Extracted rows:
----------------------------------------
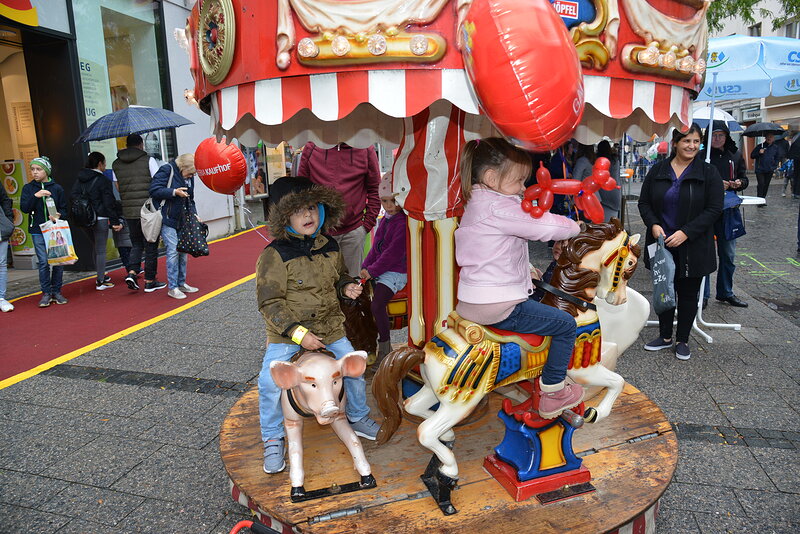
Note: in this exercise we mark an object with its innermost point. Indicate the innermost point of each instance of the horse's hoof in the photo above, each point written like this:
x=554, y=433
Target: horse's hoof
x=590, y=416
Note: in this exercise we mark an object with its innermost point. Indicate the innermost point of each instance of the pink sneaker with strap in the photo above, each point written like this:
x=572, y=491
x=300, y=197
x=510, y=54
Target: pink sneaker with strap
x=555, y=398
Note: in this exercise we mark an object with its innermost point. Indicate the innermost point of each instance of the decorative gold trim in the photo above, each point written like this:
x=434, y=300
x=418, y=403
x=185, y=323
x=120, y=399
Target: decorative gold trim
x=216, y=71
x=398, y=48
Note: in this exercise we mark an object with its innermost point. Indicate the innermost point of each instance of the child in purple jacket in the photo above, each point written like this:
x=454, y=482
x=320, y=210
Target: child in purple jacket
x=386, y=262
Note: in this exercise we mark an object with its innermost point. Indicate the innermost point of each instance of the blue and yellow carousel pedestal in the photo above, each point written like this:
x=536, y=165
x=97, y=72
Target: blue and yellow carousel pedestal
x=535, y=457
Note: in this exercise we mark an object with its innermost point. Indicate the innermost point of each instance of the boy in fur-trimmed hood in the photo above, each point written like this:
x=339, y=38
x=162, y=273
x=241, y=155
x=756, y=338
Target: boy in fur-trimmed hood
x=299, y=278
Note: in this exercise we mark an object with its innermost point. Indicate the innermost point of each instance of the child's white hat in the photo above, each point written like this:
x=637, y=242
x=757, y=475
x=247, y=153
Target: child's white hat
x=385, y=187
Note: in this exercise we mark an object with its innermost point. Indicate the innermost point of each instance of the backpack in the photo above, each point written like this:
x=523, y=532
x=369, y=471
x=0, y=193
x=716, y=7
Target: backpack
x=80, y=207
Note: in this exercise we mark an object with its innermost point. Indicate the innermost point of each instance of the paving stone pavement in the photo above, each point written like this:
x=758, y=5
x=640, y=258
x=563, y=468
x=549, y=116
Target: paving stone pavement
x=126, y=437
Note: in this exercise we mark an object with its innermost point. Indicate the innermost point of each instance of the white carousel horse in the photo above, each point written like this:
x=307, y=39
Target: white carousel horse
x=463, y=363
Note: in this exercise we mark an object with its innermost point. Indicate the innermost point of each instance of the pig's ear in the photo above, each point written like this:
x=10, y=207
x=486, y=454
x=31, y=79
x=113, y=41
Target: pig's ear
x=354, y=363
x=286, y=375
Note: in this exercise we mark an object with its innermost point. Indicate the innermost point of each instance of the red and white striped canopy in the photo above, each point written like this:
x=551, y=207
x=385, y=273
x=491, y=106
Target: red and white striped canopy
x=365, y=107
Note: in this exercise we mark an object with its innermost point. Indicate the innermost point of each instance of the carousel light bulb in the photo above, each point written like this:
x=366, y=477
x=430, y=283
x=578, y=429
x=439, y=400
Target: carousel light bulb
x=307, y=48
x=648, y=56
x=686, y=64
x=418, y=45
x=340, y=45
x=377, y=44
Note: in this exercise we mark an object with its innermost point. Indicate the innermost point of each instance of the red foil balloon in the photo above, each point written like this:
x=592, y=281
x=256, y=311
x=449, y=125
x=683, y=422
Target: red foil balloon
x=221, y=166
x=525, y=71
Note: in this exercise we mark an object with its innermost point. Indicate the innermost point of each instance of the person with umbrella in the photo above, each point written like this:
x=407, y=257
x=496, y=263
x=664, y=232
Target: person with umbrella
x=734, y=178
x=766, y=158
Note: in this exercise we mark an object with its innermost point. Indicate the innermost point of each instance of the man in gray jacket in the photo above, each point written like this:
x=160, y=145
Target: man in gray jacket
x=134, y=169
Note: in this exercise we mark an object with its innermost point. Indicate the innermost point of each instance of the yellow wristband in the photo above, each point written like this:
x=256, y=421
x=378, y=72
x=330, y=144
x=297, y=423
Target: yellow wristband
x=299, y=333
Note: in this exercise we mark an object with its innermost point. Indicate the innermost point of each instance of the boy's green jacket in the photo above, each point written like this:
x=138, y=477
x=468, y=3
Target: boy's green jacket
x=299, y=280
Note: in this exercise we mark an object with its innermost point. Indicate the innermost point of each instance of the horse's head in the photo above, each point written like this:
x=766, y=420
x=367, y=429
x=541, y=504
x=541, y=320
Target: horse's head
x=596, y=263
x=618, y=259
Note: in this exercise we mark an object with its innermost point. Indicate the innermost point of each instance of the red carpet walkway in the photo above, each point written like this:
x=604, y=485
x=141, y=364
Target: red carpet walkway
x=35, y=339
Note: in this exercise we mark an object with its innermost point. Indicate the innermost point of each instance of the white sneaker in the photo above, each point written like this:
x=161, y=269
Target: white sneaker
x=186, y=288
x=176, y=293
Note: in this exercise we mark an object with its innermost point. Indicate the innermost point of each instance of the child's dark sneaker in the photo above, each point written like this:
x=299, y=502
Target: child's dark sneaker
x=682, y=351
x=155, y=285
x=366, y=428
x=131, y=282
x=274, y=452
x=555, y=398
x=658, y=343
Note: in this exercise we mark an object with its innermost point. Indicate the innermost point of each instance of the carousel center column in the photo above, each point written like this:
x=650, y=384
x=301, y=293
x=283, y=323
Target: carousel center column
x=428, y=184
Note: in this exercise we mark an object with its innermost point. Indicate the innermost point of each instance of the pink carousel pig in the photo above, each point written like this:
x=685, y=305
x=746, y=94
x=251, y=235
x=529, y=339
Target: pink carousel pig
x=313, y=386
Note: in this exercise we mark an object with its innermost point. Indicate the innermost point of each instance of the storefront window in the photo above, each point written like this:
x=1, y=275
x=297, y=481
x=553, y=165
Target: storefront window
x=118, y=50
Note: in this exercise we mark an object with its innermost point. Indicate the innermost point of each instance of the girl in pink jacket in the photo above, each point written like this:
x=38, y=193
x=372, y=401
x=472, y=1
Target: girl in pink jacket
x=492, y=250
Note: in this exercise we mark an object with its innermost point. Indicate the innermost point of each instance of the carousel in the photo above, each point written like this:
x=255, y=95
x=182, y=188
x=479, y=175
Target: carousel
x=426, y=76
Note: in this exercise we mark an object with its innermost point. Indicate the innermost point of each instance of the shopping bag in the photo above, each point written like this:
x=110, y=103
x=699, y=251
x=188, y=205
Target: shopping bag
x=732, y=222
x=58, y=241
x=663, y=269
x=192, y=233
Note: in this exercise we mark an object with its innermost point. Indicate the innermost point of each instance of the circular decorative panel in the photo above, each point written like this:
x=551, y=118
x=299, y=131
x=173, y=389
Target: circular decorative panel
x=216, y=39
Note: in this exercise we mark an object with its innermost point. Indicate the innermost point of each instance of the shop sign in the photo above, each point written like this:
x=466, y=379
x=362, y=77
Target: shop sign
x=19, y=11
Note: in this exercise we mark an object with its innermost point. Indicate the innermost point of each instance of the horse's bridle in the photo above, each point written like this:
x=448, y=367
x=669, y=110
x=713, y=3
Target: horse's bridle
x=620, y=254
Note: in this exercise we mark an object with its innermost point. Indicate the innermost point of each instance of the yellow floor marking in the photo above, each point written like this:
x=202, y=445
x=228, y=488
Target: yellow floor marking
x=113, y=337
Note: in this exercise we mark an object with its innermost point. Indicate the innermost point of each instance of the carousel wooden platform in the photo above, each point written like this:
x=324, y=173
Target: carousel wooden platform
x=631, y=455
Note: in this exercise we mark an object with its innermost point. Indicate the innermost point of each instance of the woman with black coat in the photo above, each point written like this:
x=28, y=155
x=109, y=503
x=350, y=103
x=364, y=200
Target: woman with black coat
x=98, y=190
x=681, y=198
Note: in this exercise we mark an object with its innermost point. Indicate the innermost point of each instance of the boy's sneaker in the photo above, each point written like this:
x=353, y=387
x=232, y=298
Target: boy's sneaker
x=682, y=351
x=366, y=428
x=131, y=282
x=186, y=288
x=105, y=284
x=274, y=452
x=658, y=343
x=176, y=293
x=552, y=403
x=155, y=285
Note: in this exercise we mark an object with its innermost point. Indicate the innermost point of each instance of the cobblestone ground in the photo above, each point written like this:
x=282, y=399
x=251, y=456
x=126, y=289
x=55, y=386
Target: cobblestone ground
x=768, y=265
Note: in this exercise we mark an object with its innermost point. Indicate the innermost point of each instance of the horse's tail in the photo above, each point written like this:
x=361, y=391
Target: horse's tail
x=386, y=390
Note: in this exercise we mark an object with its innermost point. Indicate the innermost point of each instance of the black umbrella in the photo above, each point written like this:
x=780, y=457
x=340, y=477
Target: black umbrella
x=760, y=129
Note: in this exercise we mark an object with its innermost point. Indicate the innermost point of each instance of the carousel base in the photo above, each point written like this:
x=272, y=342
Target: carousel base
x=631, y=456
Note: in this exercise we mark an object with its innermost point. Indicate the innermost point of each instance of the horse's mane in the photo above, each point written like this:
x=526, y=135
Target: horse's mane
x=571, y=278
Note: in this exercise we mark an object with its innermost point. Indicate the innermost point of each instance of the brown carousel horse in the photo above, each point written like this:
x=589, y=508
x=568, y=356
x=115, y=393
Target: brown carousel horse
x=466, y=361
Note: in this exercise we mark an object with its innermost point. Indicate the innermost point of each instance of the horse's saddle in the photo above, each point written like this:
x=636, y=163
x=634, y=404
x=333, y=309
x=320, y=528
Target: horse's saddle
x=485, y=358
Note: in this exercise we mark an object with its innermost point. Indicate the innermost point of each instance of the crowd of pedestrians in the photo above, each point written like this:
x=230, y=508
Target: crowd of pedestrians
x=116, y=197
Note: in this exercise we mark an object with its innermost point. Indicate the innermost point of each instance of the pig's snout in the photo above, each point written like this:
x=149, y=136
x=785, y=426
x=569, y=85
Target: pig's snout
x=328, y=409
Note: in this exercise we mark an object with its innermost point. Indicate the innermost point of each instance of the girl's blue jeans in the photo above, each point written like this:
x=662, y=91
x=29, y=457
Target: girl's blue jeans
x=269, y=395
x=531, y=317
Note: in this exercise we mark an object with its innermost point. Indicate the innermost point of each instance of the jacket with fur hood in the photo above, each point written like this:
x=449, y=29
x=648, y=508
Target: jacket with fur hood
x=300, y=279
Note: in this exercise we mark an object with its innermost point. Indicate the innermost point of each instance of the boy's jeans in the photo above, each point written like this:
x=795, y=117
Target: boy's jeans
x=50, y=283
x=3, y=268
x=269, y=394
x=726, y=252
x=176, y=261
x=531, y=317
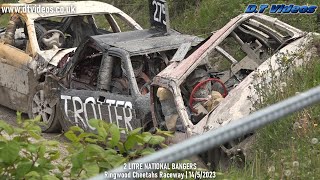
----------------------------------------
Set task -
Copy the stretch of lines from the one containing "the girl in" through the one containing "x=426, y=76", character for character.

Correct answer -
Note: in this exercise we mark an object with its innermost point. Indicate the innermost point of each instance of the girl in pink jacket in the photo above, each point written like this:
x=38, y=193
x=372, y=401
x=472, y=1
Target: girl in pink jacket
x=492, y=250
Note: in this exercise we mark an object with its innermost point. Indicate the innermost point of each instance of the carousel in the photo above, each point written like this:
x=255, y=95
x=182, y=188
x=479, y=175
Target: carousel
x=426, y=76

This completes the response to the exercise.